▸ **RECORDS FOR THIS EXERCISE**:

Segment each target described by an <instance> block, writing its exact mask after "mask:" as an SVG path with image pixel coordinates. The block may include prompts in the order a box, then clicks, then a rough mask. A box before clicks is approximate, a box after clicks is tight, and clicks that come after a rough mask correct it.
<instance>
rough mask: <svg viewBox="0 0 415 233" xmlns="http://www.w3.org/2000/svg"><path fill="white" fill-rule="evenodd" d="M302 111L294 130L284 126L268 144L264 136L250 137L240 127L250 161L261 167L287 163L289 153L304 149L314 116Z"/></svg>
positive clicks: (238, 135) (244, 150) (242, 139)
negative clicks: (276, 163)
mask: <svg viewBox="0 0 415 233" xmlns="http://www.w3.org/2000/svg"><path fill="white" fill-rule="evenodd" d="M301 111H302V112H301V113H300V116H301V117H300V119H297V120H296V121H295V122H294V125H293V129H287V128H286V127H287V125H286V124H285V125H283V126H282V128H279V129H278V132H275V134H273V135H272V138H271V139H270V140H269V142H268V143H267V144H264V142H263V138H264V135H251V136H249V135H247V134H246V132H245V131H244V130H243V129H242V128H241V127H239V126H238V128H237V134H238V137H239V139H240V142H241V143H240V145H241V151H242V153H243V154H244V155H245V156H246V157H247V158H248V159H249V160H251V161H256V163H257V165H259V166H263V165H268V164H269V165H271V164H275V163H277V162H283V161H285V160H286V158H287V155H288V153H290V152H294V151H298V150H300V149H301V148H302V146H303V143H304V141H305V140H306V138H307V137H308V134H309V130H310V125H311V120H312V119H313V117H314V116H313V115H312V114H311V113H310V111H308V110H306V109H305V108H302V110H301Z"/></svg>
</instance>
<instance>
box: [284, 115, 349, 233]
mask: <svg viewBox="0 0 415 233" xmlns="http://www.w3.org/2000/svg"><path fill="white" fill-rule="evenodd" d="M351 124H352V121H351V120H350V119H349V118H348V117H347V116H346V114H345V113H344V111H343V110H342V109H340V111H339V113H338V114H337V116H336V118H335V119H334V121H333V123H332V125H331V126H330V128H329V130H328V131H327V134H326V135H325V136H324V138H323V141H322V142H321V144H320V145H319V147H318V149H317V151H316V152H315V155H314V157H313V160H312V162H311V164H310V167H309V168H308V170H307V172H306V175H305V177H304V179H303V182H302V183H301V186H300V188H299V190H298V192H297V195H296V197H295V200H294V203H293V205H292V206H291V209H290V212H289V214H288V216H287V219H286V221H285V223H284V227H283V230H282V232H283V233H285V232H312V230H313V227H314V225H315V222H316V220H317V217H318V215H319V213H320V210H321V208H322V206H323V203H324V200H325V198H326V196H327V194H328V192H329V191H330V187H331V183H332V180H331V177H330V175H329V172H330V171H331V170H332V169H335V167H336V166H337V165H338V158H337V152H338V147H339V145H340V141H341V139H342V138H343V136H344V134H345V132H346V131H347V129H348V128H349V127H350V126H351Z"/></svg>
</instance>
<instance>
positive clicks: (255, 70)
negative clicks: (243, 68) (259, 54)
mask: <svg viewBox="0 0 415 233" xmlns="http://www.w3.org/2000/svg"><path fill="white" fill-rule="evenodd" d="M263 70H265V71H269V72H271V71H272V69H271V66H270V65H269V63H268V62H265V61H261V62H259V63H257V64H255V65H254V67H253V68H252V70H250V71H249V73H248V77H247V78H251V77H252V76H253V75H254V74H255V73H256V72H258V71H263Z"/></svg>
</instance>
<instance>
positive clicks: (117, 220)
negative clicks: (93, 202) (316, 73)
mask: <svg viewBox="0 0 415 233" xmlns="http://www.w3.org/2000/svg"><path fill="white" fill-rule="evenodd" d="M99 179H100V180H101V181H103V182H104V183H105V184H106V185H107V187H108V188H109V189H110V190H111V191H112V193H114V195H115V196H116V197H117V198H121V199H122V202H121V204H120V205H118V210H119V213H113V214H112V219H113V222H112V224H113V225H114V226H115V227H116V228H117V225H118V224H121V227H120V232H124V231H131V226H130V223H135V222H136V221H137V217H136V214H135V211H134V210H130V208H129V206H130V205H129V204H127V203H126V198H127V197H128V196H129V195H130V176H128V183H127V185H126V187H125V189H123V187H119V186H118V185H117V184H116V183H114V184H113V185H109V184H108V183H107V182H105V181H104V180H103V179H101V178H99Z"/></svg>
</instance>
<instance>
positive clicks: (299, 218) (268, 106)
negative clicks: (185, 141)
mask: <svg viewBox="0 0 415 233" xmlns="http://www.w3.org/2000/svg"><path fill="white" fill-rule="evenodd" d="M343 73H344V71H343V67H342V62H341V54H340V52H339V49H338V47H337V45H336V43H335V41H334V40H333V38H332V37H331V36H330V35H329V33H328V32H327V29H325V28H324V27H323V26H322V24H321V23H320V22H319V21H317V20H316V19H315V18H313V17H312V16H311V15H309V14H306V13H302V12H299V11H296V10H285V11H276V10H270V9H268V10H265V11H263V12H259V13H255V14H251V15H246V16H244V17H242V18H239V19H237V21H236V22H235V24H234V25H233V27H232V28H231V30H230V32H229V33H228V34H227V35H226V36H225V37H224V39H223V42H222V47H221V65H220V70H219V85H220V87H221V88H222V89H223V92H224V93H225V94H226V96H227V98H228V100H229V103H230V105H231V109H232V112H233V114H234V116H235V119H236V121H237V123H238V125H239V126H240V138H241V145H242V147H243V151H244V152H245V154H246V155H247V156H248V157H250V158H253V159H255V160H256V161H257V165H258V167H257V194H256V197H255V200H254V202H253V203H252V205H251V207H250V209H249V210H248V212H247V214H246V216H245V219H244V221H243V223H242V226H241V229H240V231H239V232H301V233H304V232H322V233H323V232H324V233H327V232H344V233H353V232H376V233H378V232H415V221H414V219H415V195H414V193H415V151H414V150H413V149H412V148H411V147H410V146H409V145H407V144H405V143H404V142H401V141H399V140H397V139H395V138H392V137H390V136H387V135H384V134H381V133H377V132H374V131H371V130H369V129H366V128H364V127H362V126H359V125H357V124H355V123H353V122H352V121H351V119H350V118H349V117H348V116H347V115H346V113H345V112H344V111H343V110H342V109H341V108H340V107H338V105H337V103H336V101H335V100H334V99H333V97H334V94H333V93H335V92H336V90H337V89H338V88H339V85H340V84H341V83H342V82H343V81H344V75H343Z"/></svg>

▸ **PROBLEM TO WORK ON**: Copy out each line of the data that holds the string "positive".

▸ **WRITTEN ANSWER**:
positive clicks: (238, 135) (244, 150) (242, 139)
positive clicks: (255, 70)
positive clicks: (117, 220)
positive clicks: (299, 218) (268, 106)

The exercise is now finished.